— start Stored rows —

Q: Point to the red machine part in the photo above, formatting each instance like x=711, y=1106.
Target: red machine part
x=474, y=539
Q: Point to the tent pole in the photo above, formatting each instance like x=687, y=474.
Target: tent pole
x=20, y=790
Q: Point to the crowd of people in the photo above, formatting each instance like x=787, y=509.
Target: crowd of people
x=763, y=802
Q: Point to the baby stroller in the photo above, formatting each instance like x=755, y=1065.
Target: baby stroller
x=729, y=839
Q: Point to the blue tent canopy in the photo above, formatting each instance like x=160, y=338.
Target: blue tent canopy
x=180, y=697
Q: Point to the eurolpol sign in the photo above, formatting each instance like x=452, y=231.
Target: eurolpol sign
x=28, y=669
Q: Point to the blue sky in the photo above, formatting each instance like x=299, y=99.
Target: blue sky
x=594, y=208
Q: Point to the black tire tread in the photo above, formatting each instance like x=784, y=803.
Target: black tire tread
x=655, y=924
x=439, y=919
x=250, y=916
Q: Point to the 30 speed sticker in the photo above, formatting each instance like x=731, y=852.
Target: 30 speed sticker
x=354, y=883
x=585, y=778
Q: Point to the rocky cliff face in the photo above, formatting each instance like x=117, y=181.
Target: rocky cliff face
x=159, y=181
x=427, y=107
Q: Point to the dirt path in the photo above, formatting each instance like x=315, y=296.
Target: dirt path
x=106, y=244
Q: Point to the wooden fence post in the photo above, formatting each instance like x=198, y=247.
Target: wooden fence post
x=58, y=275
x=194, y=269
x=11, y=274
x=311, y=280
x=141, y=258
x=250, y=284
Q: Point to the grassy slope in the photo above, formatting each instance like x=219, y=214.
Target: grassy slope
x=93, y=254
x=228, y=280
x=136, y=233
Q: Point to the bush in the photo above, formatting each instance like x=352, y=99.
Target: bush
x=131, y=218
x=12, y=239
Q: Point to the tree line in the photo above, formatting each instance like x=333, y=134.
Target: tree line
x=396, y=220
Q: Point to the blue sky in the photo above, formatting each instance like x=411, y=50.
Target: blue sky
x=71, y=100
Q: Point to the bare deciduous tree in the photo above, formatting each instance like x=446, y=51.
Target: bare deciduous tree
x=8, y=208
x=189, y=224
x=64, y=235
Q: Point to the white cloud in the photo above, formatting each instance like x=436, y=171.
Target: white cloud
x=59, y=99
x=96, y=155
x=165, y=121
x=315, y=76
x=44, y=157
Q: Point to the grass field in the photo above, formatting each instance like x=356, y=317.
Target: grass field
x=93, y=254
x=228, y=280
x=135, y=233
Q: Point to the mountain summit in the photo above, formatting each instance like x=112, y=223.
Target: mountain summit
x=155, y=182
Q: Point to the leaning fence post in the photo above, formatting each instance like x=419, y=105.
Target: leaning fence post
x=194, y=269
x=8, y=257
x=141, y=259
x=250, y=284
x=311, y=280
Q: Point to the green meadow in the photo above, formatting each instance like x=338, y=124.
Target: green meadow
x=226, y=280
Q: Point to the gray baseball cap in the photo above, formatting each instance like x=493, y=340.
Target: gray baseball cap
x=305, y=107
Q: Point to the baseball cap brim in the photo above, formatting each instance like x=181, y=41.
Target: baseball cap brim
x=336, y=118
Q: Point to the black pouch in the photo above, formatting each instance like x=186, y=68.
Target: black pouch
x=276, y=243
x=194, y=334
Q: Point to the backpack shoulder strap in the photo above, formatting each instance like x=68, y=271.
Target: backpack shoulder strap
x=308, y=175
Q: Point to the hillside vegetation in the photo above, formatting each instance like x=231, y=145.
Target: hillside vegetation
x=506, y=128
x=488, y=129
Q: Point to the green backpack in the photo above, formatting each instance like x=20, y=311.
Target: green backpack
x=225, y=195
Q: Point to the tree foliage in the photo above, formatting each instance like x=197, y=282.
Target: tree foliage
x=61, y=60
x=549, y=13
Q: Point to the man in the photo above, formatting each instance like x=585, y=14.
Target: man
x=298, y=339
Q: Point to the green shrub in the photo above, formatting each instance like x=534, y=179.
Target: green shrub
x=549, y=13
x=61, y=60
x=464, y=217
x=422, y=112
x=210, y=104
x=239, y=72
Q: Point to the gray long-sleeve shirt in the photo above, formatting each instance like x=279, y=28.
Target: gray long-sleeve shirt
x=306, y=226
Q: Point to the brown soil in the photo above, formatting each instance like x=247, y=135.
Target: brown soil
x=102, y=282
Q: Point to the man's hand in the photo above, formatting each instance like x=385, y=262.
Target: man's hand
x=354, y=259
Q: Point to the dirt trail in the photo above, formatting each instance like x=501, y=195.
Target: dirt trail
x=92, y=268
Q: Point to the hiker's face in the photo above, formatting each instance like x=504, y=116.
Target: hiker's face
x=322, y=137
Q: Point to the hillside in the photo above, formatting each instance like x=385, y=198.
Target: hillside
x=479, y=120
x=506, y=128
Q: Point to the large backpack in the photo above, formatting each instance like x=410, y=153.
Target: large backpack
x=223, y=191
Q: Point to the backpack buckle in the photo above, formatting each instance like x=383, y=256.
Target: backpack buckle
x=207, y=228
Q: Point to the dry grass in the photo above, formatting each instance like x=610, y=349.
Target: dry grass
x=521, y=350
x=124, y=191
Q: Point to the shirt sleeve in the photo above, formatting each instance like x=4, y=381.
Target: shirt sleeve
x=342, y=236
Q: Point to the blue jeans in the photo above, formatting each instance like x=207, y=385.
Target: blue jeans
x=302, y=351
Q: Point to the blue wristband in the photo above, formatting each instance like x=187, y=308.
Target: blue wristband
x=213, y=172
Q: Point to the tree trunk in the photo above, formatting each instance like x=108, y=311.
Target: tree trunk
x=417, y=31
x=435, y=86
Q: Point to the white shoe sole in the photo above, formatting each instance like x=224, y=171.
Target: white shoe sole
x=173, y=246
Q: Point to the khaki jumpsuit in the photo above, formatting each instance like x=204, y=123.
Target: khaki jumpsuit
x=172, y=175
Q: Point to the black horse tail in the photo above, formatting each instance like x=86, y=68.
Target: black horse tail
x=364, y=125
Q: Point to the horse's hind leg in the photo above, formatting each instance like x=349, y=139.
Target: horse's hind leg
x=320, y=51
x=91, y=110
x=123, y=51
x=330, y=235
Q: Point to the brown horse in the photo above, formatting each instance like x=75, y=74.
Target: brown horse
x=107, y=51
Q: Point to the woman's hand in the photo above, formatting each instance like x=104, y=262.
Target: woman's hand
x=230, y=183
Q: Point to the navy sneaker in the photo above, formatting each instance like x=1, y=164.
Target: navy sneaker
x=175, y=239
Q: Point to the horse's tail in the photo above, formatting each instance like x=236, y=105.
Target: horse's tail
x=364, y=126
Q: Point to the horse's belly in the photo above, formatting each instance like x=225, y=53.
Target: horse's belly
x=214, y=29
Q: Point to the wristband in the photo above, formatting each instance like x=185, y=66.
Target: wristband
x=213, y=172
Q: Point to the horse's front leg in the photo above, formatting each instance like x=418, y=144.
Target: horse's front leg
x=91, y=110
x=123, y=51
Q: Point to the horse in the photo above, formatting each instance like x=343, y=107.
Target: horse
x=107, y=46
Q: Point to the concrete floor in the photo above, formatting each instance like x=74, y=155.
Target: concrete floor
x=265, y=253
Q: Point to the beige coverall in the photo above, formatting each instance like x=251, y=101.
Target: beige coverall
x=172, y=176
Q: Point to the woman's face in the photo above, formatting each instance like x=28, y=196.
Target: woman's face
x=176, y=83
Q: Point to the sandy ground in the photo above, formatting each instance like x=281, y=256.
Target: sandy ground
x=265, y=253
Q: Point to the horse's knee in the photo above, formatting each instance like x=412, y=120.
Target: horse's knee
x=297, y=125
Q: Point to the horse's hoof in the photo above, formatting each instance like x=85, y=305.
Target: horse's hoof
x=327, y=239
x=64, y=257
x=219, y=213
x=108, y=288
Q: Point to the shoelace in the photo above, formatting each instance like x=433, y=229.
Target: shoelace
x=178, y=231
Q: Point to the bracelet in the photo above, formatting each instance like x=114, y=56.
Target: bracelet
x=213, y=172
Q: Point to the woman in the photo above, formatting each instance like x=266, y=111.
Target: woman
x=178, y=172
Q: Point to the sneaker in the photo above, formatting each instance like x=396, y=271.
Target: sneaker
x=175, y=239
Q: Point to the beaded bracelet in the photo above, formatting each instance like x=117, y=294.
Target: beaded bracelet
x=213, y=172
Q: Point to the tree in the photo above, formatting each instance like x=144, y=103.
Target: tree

— end Stored rows —

Repeat precisely the lines of the data starting at the one containing "Q: Point to the horse's belly", last line included.

(Correct result):
Q: Point to the horse's belly in the photo above, formatting each instance like x=225, y=53.
Target: horse's belly
x=214, y=29
Q: Point to the wristband in the photo above, formatting each instance like x=185, y=66.
Target: wristband
x=213, y=172
Q: Point to the horse's front leg in the photo above, formatting each instance like x=418, y=144.
Target: horse's front leg
x=91, y=110
x=123, y=51
Q: Point to the horse in the photo above, formatting each instance like x=343, y=107.
Target: horse
x=107, y=46
Q: Point to the concrete floor in the photo above, formatting each instance like x=74, y=155.
Target: concrete floor
x=265, y=253
Q: Point to the beige coverall in the photo above, formatting each instance like x=251, y=101.
Target: beige coverall
x=172, y=176
Q: Point to the woman's face in the photo above, formatting each instance like x=28, y=196.
Target: woman's face
x=176, y=83
Q: Point to the sandy ground in the photo above, formatting each instance like x=281, y=256.
Target: sandy ground
x=265, y=253
Q: Point to the horse's knee in the photo above, formatting each instance like x=412, y=120.
Target: horse's knee
x=297, y=125
Q: Point to the horse's hoof in the photo above, formatting each instance like x=85, y=305.
Target: horse's hoof
x=327, y=239
x=64, y=257
x=219, y=213
x=108, y=288
Q: Point to the shoelace in the photo above, formatting each instance like x=433, y=229.
Target: shoelace
x=178, y=231
Q: Point to the bracelet in the photo above, formatting each instance like x=114, y=56.
Target: bracelet
x=213, y=172
Q: Point to the woman in the photo above, formatting each instance like x=266, y=111.
Target: woman
x=178, y=172
Q: Point to the sneaker in the photo above, formatting each instance like x=396, y=271.
Target: sneaker
x=175, y=239
Q: Point to the beaded bracelet in the photo above, formatting each instance like x=117, y=294.
Target: beaded bracelet
x=213, y=172
Q: Point to the tree in the photo above, formatting each instance like x=144, y=103.
Target: tree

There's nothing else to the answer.